> _Brano fornito_:
──────
4 gennaio 2011

2010: l'anno più caldo e il decennio record

Il 2010 si avvia ad essere, seppure le verifiche sono tuttora in corso, leader nella speciale classifica. Fondamentale per capire il caos climatico è il ruolo degli oceani.

L'anno 2010 sarà molto probabilmente l’anno più caldo, a livello globale, mai verificatosi dal 1880, nonostante le forti irruzioni di aria fredda che hanno interessato il nord e centro Europa e una parte della costa orientale degli Usa. Ma anche il primo decennio del terzo millennio si chiude come quello più caldo mai verificatosi a livello globale dal 1880. Il riscaldamento del pianeta non sta avvenendo né ad un ritmo costante, né in modo uniforme nelle differenti aree geografiche. Il riscaldamento è maggiore nelle aree polari che in quelle equatoriali, è maggiore sui continenti che sugli oceani, è maggiore nei periodi invernali che in quelli estivi e, aspetto più rilevante, il riscaldamento e la velocità del riscaldamento climatico è maggiore nell’emisfero nord che nell’emisfero sud.
──────
> _Informazioni estratte_:
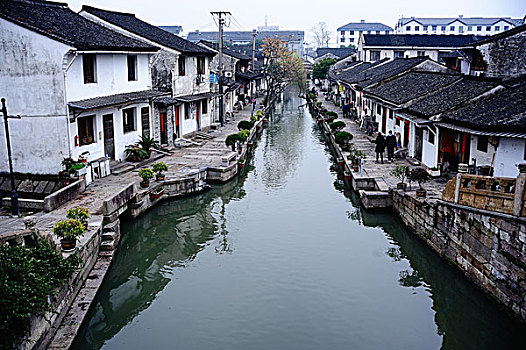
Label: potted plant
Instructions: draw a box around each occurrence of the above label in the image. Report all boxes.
[334,131,353,147]
[124,145,148,162]
[225,133,240,151]
[409,168,430,197]
[427,166,440,177]
[66,205,91,229]
[390,165,409,191]
[150,186,164,201]
[237,158,246,169]
[329,120,345,133]
[136,136,159,158]
[152,162,168,181]
[53,219,84,251]
[139,168,153,188]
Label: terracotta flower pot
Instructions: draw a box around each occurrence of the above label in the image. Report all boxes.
[60,238,77,252]
[141,181,150,188]
[396,182,407,191]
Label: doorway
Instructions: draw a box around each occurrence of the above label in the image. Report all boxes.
[102,114,115,159]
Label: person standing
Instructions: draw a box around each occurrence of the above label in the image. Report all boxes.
[374,132,385,164]
[385,130,396,161]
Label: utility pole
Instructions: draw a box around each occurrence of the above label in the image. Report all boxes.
[2,98,20,216]
[210,11,231,126]
[252,29,257,72]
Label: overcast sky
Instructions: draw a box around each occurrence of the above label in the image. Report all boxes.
[68,0,526,46]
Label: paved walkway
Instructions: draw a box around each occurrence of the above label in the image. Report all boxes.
[0,99,261,237]
[318,97,446,198]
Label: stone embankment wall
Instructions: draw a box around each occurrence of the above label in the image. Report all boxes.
[392,190,526,321]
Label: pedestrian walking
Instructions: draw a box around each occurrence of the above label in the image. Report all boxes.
[385,130,396,161]
[374,132,385,164]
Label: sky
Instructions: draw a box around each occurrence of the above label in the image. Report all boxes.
[68,0,526,46]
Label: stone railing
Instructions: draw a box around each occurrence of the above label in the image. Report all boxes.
[442,164,526,217]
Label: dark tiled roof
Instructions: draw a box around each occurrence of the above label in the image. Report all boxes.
[199,40,252,60]
[406,77,499,118]
[398,17,524,26]
[0,0,159,52]
[363,34,483,48]
[82,6,215,56]
[442,84,526,132]
[159,26,183,35]
[466,24,526,46]
[316,47,356,58]
[365,72,461,105]
[174,92,219,102]
[187,30,305,42]
[357,57,436,89]
[329,58,389,84]
[236,72,263,81]
[68,90,169,109]
[337,22,393,31]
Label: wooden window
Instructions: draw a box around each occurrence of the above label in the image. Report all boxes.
[184,103,190,119]
[370,51,380,61]
[82,53,97,84]
[427,131,435,145]
[177,56,186,76]
[477,135,488,152]
[197,57,205,74]
[122,108,137,133]
[128,55,137,81]
[77,115,95,146]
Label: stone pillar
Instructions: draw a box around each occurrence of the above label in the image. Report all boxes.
[513,163,526,216]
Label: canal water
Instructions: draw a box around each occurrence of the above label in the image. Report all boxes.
[73,90,526,350]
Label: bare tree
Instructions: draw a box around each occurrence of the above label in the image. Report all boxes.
[311,22,331,48]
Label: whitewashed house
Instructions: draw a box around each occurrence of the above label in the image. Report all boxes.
[336,19,393,47]
[395,16,524,35]
[0,0,160,174]
[358,34,481,62]
[80,6,219,141]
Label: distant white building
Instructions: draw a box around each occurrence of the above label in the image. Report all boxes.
[395,16,524,35]
[0,1,163,175]
[336,19,393,47]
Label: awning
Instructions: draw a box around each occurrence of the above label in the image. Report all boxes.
[174,92,221,103]
[435,122,526,139]
[68,90,170,110]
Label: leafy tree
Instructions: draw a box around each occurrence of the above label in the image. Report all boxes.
[262,37,306,103]
[312,57,336,79]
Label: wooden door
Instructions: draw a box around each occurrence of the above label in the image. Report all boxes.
[102,114,115,159]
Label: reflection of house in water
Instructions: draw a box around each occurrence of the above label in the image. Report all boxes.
[77,178,250,346]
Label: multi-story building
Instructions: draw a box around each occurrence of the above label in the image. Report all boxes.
[395,16,524,35]
[336,19,393,47]
[187,30,305,57]
[0,0,164,175]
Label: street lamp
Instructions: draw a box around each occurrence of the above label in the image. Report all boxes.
[2,98,20,216]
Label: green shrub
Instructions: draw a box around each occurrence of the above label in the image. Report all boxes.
[237,120,254,130]
[53,219,84,240]
[152,162,168,174]
[0,239,80,349]
[66,205,91,223]
[334,131,353,145]
[329,121,345,131]
[139,168,153,182]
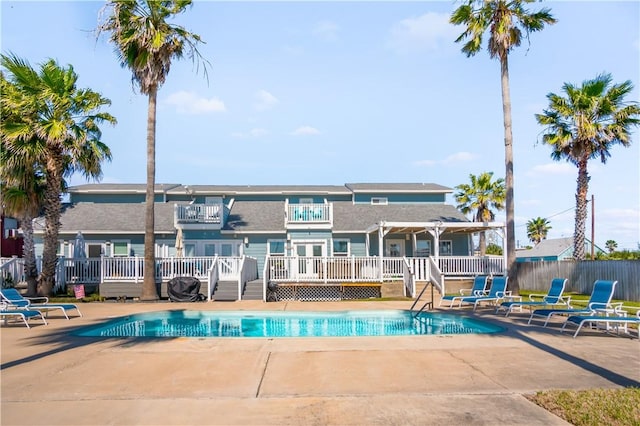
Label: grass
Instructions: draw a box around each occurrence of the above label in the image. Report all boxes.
[525,388,640,426]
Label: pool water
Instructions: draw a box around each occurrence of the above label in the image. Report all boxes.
[74,310,504,337]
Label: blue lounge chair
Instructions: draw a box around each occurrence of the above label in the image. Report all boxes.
[561,306,640,339]
[0,288,82,319]
[460,277,508,311]
[528,280,618,327]
[440,275,489,307]
[496,278,571,317]
[0,303,47,328]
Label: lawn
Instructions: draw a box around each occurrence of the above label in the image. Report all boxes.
[525,388,640,426]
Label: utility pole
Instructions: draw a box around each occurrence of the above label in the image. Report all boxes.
[591,194,596,260]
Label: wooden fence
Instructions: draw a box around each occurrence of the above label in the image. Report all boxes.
[517,260,640,302]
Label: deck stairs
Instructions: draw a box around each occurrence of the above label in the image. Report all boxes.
[242,279,264,300]
[211,280,238,302]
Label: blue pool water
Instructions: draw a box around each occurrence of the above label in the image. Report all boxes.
[75,310,504,337]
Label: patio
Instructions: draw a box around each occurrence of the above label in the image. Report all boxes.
[0,301,640,425]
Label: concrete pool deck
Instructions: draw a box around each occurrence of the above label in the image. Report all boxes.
[0,301,640,425]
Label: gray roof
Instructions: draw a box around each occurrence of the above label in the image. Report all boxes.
[346,183,453,193]
[67,183,181,194]
[516,237,573,257]
[171,185,351,195]
[40,201,468,234]
[224,201,468,232]
[34,203,175,234]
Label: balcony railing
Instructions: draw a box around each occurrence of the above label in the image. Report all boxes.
[174,204,224,224]
[285,203,333,225]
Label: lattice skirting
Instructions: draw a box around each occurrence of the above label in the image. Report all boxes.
[270,285,381,302]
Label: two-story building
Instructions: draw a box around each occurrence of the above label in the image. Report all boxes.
[30,183,504,299]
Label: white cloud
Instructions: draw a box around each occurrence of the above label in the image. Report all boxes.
[312,21,340,41]
[231,128,269,139]
[291,126,320,136]
[413,151,477,167]
[253,90,280,111]
[527,163,578,177]
[387,12,460,54]
[165,90,227,114]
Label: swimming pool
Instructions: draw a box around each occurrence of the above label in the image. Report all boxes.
[74,310,504,337]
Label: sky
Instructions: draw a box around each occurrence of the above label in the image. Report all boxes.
[0,0,640,250]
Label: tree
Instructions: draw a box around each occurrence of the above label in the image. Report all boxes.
[604,240,618,253]
[536,74,640,260]
[0,54,116,295]
[527,217,551,245]
[98,0,206,301]
[453,172,505,256]
[450,0,556,294]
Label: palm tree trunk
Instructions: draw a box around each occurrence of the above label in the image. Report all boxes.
[39,149,64,296]
[140,87,158,301]
[20,215,38,297]
[573,158,589,260]
[500,52,519,294]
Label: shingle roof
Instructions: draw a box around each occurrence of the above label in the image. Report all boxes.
[346,183,453,193]
[34,203,175,234]
[67,183,181,194]
[516,237,573,257]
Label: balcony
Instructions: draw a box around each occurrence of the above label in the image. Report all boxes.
[285,203,333,229]
[174,204,224,227]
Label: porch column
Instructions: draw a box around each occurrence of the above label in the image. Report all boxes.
[378,225,384,279]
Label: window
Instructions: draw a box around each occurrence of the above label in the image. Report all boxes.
[415,240,431,257]
[269,240,285,256]
[440,240,452,256]
[112,241,129,256]
[371,197,389,206]
[333,240,349,256]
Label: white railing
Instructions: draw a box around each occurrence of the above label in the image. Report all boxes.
[266,256,380,283]
[286,203,333,224]
[405,257,431,282]
[438,256,505,276]
[174,204,224,224]
[0,257,26,286]
[207,256,219,302]
[56,257,101,284]
[429,257,445,296]
[102,256,215,282]
[402,258,416,297]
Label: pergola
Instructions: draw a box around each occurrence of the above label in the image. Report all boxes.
[366,221,507,264]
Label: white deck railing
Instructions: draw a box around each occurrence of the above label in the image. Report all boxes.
[438,256,505,276]
[285,203,333,224]
[174,204,224,224]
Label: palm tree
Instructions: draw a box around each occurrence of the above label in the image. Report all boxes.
[450,0,556,294]
[0,54,116,295]
[98,0,206,300]
[527,217,551,245]
[604,240,618,253]
[453,172,505,256]
[536,74,640,260]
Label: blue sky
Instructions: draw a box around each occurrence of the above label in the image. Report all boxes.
[0,0,640,249]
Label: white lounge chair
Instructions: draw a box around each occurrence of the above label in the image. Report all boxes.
[460,276,508,311]
[439,275,489,308]
[496,278,571,317]
[0,288,82,319]
[561,306,640,339]
[528,280,621,327]
[0,303,47,328]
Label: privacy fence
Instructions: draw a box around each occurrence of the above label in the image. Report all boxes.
[517,260,640,302]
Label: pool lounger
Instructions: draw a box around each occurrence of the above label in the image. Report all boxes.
[561,309,640,339]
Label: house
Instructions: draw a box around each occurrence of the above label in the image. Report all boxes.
[27,183,504,300]
[516,237,604,262]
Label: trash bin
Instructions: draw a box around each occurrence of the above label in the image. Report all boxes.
[167,277,205,302]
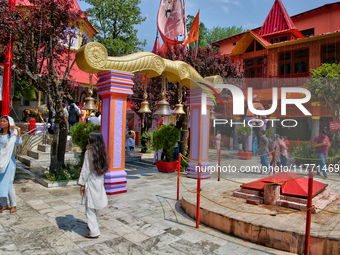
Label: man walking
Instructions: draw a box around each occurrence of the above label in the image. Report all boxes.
[313,130,330,178]
[259,130,269,174]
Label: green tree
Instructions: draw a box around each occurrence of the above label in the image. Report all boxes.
[205,26,244,43]
[0,0,82,175]
[307,63,340,145]
[187,15,208,47]
[85,0,146,56]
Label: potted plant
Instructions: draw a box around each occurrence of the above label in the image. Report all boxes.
[141,132,152,153]
[153,125,181,173]
[237,125,253,160]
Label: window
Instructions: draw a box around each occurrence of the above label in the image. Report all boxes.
[243,56,267,78]
[244,59,254,66]
[300,28,314,37]
[279,49,309,75]
[280,36,288,42]
[256,41,264,51]
[321,43,340,64]
[245,41,255,53]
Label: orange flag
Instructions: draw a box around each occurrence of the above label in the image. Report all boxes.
[183,11,200,45]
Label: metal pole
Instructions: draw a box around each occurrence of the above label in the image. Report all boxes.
[196,163,202,228]
[217,150,221,181]
[1,0,16,116]
[177,154,182,201]
[305,169,313,255]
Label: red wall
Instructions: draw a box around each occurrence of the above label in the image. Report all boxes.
[292,5,340,35]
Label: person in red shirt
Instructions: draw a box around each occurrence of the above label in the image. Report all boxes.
[283,136,289,147]
[313,130,330,178]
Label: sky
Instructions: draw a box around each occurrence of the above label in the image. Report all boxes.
[78,0,337,51]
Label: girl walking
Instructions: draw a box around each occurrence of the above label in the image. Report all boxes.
[78,131,108,238]
[0,116,22,213]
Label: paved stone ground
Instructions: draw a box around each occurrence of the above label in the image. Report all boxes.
[0,159,289,255]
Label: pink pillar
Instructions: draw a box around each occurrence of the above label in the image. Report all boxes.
[264,184,281,205]
[187,89,214,179]
[97,70,133,195]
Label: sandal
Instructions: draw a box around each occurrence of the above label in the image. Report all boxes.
[85,234,99,238]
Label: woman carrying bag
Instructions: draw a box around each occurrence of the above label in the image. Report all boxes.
[0,116,22,213]
[78,131,109,238]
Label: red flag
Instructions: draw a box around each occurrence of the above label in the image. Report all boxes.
[157,0,185,45]
[183,10,200,45]
[152,35,161,54]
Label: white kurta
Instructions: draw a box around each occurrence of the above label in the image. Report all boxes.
[78,151,107,209]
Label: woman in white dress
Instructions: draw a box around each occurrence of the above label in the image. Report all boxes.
[78,131,108,238]
[0,116,22,213]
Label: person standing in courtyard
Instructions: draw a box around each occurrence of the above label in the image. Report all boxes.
[313,130,330,178]
[251,131,257,156]
[78,131,109,238]
[279,136,288,170]
[259,130,269,174]
[0,116,22,213]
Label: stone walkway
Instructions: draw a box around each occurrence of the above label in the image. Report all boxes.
[0,160,289,255]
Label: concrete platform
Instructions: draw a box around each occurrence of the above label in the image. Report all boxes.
[182,181,340,254]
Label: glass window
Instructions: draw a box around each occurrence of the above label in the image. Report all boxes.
[323,57,338,64]
[324,45,336,54]
[256,41,264,51]
[295,50,307,58]
[281,64,291,75]
[280,36,288,42]
[280,52,291,60]
[245,59,254,66]
[245,41,255,53]
[294,61,307,73]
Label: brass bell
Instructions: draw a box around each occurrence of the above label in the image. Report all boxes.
[138,100,151,113]
[81,97,97,111]
[174,104,185,115]
[210,108,216,120]
[154,99,172,116]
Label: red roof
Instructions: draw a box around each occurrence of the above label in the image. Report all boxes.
[259,0,296,36]
[53,51,99,85]
[250,31,271,46]
[241,172,328,198]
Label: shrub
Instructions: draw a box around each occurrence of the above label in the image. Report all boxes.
[153,125,181,162]
[236,125,251,152]
[70,122,100,165]
[292,143,318,165]
[44,161,81,182]
[141,132,152,152]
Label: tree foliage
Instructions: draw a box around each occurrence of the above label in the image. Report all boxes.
[153,125,181,162]
[186,15,244,47]
[0,0,82,173]
[206,26,244,43]
[307,63,340,145]
[85,0,146,56]
[308,63,340,121]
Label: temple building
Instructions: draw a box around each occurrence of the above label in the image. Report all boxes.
[212,0,340,146]
[5,0,98,117]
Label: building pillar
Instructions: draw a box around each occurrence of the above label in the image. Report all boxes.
[311,116,320,143]
[97,70,133,195]
[269,117,277,135]
[187,89,214,179]
[233,117,241,150]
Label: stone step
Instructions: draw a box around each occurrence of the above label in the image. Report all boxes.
[19,151,80,168]
[19,155,50,168]
[233,190,263,200]
[125,154,142,163]
[27,150,51,160]
[38,144,51,152]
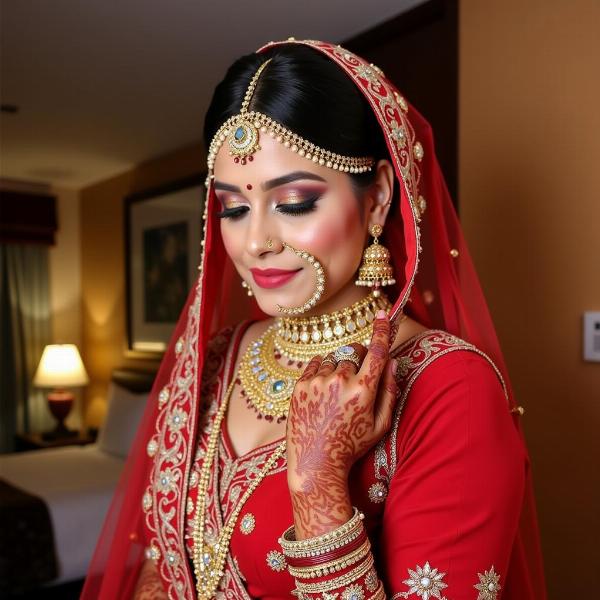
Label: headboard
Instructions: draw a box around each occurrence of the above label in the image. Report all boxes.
[112,368,156,394]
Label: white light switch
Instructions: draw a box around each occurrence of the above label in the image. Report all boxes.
[583,311,600,362]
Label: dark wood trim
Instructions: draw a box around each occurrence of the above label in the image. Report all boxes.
[0,190,58,246]
[342,0,459,205]
[123,173,206,360]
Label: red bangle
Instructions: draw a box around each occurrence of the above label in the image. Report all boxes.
[286,530,367,567]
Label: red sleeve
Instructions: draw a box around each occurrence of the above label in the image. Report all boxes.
[378,351,526,600]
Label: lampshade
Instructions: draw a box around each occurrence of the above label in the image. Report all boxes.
[33,344,89,387]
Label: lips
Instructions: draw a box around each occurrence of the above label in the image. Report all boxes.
[250,269,302,289]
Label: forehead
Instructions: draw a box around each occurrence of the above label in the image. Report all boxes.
[214,133,346,187]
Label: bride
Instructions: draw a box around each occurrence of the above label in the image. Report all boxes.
[83,39,545,600]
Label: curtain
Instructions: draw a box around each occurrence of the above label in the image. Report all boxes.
[0,244,53,452]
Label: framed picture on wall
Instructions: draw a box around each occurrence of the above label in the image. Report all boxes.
[125,175,205,358]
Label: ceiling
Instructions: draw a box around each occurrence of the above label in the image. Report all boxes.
[0,0,423,188]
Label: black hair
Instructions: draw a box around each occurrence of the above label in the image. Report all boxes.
[204,44,389,197]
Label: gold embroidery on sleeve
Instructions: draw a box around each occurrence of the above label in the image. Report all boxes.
[473,565,502,600]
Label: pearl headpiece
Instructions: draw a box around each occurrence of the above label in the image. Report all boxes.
[207,59,375,175]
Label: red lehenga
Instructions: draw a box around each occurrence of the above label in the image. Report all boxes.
[82,40,546,600]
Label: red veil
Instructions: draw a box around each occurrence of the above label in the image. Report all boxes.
[82,39,545,600]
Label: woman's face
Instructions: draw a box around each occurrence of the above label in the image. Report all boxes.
[214,134,392,316]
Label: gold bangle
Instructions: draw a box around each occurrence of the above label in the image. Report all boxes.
[295,553,375,594]
[368,580,385,600]
[288,539,371,579]
[279,508,365,557]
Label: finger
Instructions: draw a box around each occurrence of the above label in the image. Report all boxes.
[373,359,398,436]
[316,353,337,377]
[336,343,367,375]
[298,354,323,382]
[359,310,390,388]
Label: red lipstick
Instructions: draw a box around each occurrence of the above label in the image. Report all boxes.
[250,269,302,289]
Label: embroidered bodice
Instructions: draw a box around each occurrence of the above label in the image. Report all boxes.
[144,328,523,600]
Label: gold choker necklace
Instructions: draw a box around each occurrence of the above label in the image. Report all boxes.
[239,294,391,422]
[275,292,391,361]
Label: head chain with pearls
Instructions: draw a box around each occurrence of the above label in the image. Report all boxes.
[207,59,375,176]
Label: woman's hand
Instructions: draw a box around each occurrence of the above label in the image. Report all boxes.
[287,311,397,539]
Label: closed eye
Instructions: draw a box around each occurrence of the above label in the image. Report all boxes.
[277,196,319,215]
[217,206,250,220]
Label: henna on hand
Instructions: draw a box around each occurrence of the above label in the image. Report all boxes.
[287,313,397,539]
[133,560,167,600]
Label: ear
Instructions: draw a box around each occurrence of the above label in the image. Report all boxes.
[368,160,394,228]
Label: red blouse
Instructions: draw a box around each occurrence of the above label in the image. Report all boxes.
[175,327,535,600]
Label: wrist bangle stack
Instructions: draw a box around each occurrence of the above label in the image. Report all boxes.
[279,508,385,600]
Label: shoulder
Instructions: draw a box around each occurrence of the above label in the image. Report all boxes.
[382,330,523,486]
[390,330,516,458]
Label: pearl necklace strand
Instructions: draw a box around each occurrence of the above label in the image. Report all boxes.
[193,379,286,600]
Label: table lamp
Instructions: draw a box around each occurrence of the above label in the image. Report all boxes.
[33,344,89,440]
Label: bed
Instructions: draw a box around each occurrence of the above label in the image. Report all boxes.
[0,370,154,593]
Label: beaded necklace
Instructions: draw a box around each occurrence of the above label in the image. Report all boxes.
[192,380,286,600]
[238,293,391,423]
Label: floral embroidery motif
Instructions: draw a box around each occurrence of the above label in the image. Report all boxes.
[394,92,408,112]
[168,409,187,432]
[165,550,179,566]
[267,550,287,572]
[473,565,502,600]
[374,329,508,485]
[392,127,406,148]
[240,513,256,535]
[369,481,387,504]
[365,569,379,592]
[401,562,448,600]
[342,583,365,600]
[157,469,176,494]
[413,142,425,161]
[146,546,160,560]
[158,386,170,408]
[146,438,158,458]
[356,65,377,83]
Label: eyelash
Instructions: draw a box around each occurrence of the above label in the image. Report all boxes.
[217,196,319,220]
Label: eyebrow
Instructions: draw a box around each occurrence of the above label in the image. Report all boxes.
[214,171,326,193]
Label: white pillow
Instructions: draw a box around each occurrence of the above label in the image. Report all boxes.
[98,381,148,458]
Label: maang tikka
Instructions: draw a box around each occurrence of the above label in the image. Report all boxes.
[207,59,375,177]
[354,224,396,297]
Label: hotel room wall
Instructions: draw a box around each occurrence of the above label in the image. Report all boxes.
[80,146,206,427]
[459,0,600,599]
[49,188,87,429]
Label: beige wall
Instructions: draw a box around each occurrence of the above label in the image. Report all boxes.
[80,146,206,427]
[459,0,600,599]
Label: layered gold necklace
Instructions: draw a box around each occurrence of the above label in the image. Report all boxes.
[239,293,391,422]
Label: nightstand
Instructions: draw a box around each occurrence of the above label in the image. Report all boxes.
[15,433,96,452]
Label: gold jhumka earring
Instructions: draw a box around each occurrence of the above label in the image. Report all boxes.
[277,242,325,316]
[355,224,396,297]
[207,59,375,178]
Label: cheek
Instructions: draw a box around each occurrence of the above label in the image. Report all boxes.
[221,222,243,263]
[290,197,364,277]
[295,200,363,262]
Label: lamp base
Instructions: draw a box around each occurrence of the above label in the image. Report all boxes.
──────
> _Compiti dell'esercizio_:
• a. Elenca tutti i confronti in cui il brano sul clima del 2010 afferma che il riscaldamento è maggiore in un caso che nell'altro.
• b. Ricopia fedelmente il passo del brano sul clima del 2010 che comincia con "4 gennaio 2011" e termina con "ruolo degli oceani.".
Le righe provengono da un'altra fonte.

> _Compiti svolti_:
• a.
- Nelle aree polari rispetto a quelle equatoriali
- Sui continenti rispetto agli oceani
- Nei periodi invernali rispetto a quelli estivi
- Nell'emisfero nord rispetto all'emisfero sud (per il riscaldamento e per la sua velocità)

• b.
4 gennaio 2011

2010: l'anno più caldo e il decennio record

Il 2010 si avvia ad essere, seppure le verifiche sono tuttora in corso, leader nella speciale classifica. Fondamentale per capire il caos climatico è il ruolo degli oceani.